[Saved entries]

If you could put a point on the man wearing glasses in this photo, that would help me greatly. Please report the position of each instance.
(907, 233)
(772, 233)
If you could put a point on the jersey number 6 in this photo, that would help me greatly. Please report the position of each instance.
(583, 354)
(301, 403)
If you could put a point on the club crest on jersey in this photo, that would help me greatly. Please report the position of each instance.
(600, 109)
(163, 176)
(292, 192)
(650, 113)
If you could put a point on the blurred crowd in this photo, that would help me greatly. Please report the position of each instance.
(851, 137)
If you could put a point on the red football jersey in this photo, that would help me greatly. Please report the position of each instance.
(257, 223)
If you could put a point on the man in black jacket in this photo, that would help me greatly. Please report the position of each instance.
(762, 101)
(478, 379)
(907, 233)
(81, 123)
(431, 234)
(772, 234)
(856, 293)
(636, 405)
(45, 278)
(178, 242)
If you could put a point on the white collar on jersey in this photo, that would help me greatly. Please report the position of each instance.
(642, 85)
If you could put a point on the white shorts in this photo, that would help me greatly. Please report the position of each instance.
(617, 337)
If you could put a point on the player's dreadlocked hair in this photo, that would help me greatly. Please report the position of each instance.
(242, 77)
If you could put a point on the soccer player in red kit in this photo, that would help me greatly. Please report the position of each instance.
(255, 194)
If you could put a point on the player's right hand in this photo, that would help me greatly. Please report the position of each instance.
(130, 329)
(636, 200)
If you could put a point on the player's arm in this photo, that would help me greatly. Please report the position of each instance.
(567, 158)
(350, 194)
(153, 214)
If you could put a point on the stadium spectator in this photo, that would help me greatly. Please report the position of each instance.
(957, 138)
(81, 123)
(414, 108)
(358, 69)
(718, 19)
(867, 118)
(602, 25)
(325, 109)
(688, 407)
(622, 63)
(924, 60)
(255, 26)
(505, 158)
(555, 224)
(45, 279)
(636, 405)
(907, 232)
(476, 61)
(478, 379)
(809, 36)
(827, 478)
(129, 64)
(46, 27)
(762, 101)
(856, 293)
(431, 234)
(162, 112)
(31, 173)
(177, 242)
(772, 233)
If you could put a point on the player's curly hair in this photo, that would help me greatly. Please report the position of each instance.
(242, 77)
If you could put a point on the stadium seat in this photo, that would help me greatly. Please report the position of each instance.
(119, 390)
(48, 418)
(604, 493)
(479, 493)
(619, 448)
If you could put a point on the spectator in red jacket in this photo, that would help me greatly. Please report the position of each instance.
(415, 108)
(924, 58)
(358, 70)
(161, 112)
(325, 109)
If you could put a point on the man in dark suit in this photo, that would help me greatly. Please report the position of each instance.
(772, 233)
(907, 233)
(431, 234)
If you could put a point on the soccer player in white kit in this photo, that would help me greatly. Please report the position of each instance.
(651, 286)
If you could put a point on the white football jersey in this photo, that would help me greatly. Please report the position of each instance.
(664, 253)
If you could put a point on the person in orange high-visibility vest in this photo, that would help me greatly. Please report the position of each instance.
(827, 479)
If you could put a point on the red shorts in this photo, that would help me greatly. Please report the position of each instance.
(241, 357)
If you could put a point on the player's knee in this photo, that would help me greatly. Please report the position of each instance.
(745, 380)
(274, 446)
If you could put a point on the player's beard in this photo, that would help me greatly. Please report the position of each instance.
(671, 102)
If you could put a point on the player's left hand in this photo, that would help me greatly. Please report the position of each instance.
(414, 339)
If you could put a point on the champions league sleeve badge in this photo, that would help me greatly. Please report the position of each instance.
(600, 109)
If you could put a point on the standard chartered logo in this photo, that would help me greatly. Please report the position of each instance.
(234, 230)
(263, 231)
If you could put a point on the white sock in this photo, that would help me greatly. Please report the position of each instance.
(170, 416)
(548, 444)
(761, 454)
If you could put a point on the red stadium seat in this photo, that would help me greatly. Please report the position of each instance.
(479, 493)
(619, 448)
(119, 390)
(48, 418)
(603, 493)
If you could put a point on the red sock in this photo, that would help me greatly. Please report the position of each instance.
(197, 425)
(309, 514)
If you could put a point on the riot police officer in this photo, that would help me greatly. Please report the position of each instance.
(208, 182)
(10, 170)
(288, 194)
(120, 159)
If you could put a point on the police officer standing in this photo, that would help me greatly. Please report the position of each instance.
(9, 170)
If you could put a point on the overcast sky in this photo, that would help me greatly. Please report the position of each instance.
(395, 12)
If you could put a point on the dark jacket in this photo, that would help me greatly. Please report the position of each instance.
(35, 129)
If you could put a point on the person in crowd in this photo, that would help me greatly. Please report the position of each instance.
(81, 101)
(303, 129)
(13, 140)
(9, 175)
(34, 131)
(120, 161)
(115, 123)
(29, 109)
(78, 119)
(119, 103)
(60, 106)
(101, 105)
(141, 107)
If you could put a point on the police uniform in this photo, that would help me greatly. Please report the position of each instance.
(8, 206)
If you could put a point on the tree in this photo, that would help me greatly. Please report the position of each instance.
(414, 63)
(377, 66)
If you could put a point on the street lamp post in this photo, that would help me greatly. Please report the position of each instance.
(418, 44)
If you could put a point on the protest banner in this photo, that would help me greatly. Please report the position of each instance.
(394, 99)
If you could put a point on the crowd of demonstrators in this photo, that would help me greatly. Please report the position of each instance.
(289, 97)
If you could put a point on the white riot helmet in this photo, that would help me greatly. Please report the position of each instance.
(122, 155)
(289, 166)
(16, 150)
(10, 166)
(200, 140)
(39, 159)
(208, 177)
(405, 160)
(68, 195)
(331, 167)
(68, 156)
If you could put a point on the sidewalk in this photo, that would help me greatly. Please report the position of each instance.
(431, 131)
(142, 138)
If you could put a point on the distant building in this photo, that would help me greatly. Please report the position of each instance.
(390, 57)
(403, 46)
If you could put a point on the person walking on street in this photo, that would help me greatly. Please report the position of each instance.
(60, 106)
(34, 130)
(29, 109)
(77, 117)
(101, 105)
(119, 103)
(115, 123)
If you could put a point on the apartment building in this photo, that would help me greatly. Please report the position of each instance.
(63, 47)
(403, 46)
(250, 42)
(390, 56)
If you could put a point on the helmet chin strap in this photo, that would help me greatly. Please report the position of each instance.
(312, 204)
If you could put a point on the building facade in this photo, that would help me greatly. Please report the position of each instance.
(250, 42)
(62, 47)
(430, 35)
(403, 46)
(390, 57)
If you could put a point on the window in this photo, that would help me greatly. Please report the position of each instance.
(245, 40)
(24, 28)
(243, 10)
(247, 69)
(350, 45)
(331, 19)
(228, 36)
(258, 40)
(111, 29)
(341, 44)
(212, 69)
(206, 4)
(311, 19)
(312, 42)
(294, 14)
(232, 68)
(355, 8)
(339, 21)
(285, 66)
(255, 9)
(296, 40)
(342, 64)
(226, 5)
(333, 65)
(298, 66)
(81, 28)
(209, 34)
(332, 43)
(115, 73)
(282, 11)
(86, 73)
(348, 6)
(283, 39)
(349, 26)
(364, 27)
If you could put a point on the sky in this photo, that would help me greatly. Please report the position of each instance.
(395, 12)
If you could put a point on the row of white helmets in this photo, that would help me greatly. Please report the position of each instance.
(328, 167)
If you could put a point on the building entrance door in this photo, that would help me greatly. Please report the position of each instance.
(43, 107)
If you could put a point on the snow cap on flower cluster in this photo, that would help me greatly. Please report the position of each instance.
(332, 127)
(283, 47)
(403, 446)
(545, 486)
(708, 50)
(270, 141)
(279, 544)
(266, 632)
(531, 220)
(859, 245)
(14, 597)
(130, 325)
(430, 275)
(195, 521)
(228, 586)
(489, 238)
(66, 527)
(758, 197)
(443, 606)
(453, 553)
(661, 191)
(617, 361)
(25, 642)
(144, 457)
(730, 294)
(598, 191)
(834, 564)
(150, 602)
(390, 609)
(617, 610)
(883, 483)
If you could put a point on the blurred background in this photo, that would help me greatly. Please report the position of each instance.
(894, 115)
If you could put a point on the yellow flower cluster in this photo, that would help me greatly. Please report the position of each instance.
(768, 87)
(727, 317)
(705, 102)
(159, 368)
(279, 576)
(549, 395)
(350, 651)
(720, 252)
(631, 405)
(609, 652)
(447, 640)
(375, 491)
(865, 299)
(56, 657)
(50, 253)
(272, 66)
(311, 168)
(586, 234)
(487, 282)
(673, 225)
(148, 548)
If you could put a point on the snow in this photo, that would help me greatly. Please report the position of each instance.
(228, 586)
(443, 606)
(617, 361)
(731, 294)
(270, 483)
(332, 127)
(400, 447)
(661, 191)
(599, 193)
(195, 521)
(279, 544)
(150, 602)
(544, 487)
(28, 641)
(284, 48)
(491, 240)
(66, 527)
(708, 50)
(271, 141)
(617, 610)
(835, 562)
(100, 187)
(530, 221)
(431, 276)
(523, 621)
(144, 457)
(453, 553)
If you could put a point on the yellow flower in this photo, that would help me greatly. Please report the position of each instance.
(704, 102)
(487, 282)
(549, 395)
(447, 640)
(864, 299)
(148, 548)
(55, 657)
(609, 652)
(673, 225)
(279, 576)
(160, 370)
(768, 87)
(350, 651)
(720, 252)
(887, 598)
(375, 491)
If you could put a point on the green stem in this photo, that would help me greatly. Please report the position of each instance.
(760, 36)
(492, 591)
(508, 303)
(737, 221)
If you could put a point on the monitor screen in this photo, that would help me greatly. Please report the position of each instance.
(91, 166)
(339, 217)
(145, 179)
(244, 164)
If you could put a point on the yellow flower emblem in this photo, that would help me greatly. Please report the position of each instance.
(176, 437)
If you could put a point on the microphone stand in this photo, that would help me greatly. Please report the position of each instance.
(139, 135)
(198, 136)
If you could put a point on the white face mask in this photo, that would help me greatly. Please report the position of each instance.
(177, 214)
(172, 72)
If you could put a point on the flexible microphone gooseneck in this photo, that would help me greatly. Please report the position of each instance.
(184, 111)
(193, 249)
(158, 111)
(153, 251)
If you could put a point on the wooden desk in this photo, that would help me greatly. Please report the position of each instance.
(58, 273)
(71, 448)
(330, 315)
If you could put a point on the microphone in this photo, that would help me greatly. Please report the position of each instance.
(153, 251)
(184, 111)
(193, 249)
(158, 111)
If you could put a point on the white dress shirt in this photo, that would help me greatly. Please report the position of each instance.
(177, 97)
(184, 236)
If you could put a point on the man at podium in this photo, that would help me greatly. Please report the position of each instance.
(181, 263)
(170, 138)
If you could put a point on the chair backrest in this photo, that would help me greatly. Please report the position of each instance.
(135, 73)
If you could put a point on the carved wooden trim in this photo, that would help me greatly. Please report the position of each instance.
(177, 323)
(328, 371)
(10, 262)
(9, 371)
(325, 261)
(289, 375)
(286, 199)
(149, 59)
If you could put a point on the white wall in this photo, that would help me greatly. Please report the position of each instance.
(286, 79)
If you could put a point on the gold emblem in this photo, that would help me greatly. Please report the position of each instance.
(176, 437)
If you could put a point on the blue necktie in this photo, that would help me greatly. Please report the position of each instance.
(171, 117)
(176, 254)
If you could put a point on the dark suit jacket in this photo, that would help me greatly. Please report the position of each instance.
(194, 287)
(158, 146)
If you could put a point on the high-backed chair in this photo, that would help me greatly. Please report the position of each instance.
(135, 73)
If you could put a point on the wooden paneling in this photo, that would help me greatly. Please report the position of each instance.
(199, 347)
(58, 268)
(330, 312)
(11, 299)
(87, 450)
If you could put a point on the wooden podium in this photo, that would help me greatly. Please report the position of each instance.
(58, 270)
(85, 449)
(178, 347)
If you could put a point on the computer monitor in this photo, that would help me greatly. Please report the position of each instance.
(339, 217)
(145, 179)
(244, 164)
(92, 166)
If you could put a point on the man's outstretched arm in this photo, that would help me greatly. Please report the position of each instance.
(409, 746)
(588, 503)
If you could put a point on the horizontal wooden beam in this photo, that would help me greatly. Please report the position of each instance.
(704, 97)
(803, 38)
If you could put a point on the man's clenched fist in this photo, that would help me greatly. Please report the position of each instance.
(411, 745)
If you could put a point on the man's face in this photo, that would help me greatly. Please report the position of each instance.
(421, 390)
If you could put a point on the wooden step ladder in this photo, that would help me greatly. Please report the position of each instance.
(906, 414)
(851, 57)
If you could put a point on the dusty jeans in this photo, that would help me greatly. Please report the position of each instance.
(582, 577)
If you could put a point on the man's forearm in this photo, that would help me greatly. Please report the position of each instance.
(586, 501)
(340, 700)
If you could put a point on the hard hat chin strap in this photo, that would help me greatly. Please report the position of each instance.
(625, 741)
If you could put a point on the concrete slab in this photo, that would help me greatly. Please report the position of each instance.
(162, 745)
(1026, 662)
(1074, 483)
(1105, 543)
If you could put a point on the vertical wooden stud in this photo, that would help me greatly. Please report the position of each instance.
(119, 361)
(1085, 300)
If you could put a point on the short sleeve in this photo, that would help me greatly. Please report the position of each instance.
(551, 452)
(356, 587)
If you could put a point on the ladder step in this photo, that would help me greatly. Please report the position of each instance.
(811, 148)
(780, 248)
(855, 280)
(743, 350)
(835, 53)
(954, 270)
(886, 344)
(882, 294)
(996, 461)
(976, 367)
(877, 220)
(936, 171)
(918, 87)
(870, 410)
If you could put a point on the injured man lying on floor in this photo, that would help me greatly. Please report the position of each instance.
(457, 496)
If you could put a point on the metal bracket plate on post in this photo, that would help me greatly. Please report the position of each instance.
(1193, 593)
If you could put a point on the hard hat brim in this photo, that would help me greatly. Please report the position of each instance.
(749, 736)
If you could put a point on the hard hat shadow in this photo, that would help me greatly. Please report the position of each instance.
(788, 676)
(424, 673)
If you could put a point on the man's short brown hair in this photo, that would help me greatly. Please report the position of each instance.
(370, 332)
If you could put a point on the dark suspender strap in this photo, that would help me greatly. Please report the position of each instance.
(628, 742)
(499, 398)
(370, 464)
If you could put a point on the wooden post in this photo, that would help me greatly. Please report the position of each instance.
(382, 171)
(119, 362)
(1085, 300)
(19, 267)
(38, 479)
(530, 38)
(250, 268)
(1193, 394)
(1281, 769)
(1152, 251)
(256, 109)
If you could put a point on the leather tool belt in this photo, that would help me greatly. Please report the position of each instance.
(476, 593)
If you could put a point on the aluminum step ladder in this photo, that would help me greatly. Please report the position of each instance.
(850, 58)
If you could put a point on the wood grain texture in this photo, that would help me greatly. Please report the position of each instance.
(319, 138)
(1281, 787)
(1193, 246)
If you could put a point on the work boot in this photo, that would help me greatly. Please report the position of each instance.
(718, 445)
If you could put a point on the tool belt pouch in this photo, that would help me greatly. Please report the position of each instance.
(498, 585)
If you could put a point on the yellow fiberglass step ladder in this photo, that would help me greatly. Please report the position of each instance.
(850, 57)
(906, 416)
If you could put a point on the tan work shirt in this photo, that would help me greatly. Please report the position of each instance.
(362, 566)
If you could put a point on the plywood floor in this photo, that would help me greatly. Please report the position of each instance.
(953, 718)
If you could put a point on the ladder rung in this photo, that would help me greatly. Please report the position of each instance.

ABOUT THIS EXERCISE: Find the line with "If you could put a point on the wood grain" in the data above. Restate it and all later lines word for word, ending with the last line.

ANSWER SPACE:
If you could put a point on the wood grain texture in this photo, that would help me greatly. Please report the position of each instance.
(319, 138)
(1281, 787)
(1193, 246)
If you could put a point on the work boot in this photo, that would help me greatly. Please report the position of each instance.
(718, 445)
If you could put a point on the tool belt pouch in this photo, that would help me greatly. Please report the position of each instance.
(498, 585)
If you could put a point on the yellow fiberglass step ladder in this photo, that would help me greatly. Please report the position of each instance.
(850, 57)
(906, 416)
If you could put a point on the tan work shirt in this photo, that would help me greatly. Please report the position of each instance.
(362, 566)
If you could put a point on the plywood floor in this photo, that would help me greatly. Please report the position of each instance.
(953, 718)
If you could put a point on the ladder rung in this photo, that would help me greatly. Please report the position of each instance.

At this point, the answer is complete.